ACTION ITEM: Scan the entries that follow and copy out every line containing "dragonfly".

☆ ☆ ☆ ☆ ☆ ☆ ☆

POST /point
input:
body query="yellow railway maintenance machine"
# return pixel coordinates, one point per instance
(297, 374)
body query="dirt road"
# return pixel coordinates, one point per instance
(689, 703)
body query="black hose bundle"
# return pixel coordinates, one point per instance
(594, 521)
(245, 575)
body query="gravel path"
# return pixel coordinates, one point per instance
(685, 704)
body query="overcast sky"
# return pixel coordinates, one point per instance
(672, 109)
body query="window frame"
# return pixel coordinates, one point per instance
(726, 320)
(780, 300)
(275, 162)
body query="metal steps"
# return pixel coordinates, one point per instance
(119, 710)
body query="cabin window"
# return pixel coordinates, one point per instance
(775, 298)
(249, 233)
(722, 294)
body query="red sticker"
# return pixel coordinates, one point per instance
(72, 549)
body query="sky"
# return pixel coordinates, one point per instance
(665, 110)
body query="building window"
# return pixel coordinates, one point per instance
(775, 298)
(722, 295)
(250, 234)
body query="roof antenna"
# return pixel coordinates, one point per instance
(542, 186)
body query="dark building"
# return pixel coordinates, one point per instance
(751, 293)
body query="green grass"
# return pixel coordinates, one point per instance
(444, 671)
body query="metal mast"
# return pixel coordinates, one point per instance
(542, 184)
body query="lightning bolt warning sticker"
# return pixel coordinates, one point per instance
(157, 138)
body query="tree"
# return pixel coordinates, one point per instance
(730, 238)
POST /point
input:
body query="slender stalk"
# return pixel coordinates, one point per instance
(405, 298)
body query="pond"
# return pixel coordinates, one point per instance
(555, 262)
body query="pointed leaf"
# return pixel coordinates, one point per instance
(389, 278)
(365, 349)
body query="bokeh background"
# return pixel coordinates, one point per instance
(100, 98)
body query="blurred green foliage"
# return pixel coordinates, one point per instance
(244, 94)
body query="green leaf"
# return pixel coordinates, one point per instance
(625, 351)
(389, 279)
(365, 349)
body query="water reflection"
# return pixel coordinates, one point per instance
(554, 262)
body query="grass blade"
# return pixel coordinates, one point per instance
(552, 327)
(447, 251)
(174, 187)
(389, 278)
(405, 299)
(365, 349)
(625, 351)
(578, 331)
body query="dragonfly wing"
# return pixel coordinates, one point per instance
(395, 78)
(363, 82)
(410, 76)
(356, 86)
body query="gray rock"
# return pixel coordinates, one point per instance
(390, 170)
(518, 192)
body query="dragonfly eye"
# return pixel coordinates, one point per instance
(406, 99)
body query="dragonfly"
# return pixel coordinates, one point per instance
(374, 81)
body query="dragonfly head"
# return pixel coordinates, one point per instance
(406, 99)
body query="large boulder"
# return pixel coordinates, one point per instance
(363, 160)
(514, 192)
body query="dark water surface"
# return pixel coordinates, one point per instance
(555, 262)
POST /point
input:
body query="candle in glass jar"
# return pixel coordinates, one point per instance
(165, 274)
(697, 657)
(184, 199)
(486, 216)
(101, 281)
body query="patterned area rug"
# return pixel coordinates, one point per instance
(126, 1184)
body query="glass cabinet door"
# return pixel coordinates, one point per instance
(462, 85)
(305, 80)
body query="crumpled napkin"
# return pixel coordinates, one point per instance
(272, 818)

☆ ☆ ☆ ☆ ☆ ☆ ☆

RESULT:
body query="dragonfly wing"
body query="dragonfly eye"
body query="dragonfly"
body query="dragonfly head"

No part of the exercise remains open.